**TO DO**. Gather every line of the material below that contains the word "distant", and copy each such line in full.

## begin SUPPLIED RECORDS

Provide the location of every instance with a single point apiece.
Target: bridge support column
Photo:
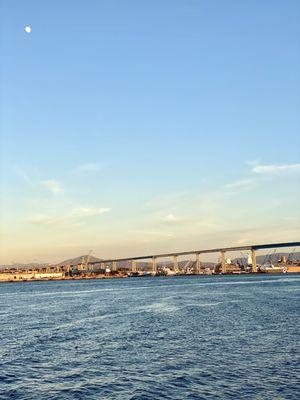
(254, 265)
(176, 269)
(198, 265)
(223, 262)
(154, 266)
(133, 266)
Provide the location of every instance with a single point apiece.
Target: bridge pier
(198, 265)
(176, 269)
(133, 266)
(223, 261)
(254, 264)
(154, 266)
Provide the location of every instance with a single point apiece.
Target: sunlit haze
(137, 127)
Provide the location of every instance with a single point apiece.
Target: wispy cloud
(53, 186)
(240, 184)
(74, 216)
(172, 219)
(89, 167)
(24, 176)
(276, 168)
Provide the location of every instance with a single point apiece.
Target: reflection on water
(151, 338)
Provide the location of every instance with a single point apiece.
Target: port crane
(86, 260)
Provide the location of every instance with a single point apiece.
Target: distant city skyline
(143, 127)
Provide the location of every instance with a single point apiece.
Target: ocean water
(230, 337)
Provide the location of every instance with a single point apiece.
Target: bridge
(197, 253)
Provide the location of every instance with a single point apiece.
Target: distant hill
(144, 265)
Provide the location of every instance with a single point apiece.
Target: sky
(138, 127)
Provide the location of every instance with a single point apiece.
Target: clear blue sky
(134, 126)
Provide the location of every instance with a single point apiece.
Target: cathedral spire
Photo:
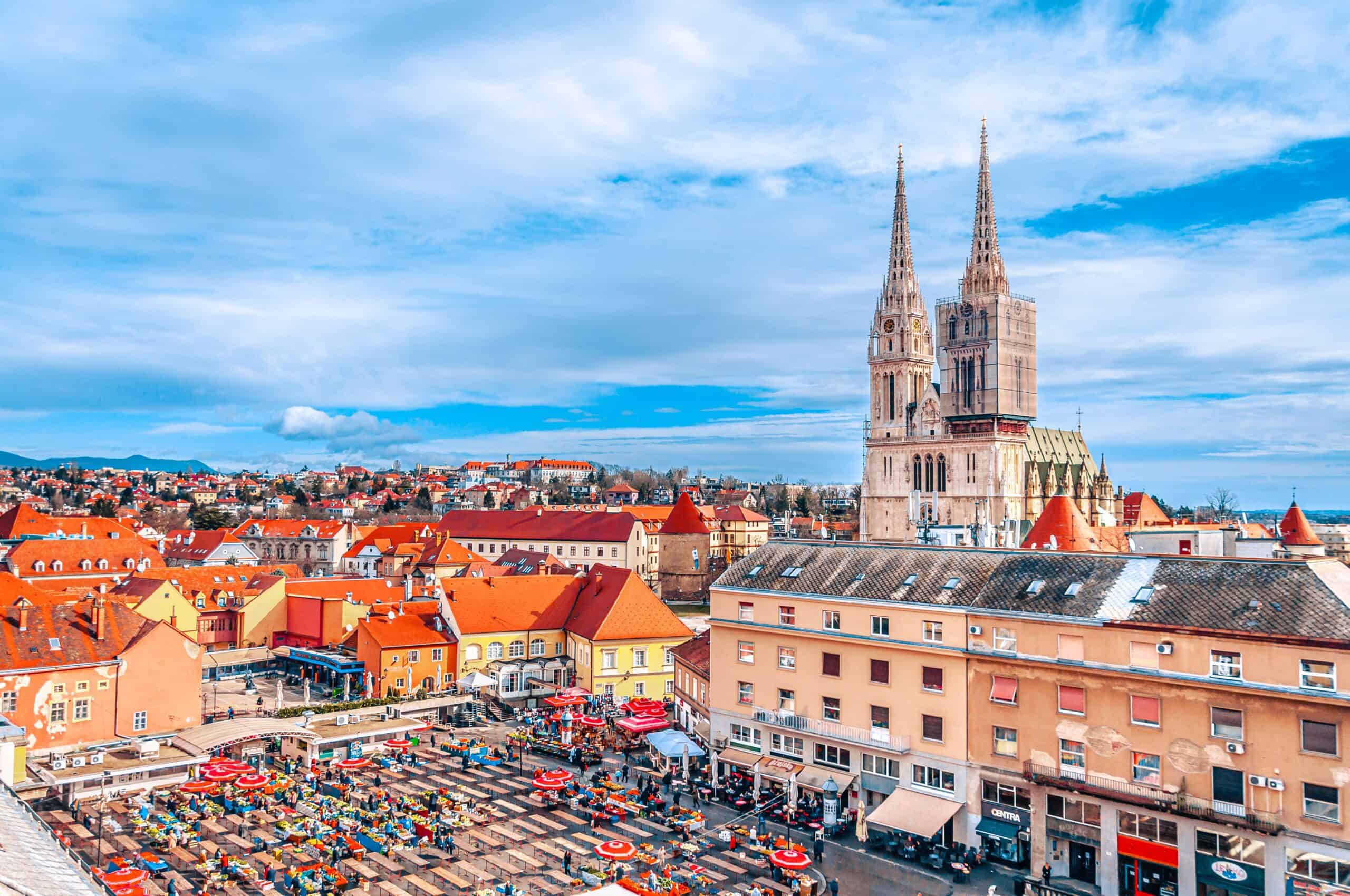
(985, 270)
(902, 288)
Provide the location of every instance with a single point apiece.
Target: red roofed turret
(1295, 528)
(1062, 521)
(685, 519)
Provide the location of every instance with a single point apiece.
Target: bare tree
(1223, 501)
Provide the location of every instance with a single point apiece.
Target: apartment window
(1319, 737)
(1156, 830)
(882, 718)
(1145, 710)
(1074, 759)
(746, 736)
(1072, 699)
(1006, 795)
(1225, 664)
(1144, 655)
(1240, 849)
(882, 765)
(1146, 768)
(932, 776)
(1317, 675)
(1226, 724)
(1004, 690)
(1322, 803)
(827, 755)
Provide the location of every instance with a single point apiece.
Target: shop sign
(1229, 875)
(1010, 814)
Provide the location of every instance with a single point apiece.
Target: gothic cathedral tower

## end SUPPLIED RECORDS

**SOLUTION TO THIS EXERCISE**.
Target: distant city skyline
Target: distant hill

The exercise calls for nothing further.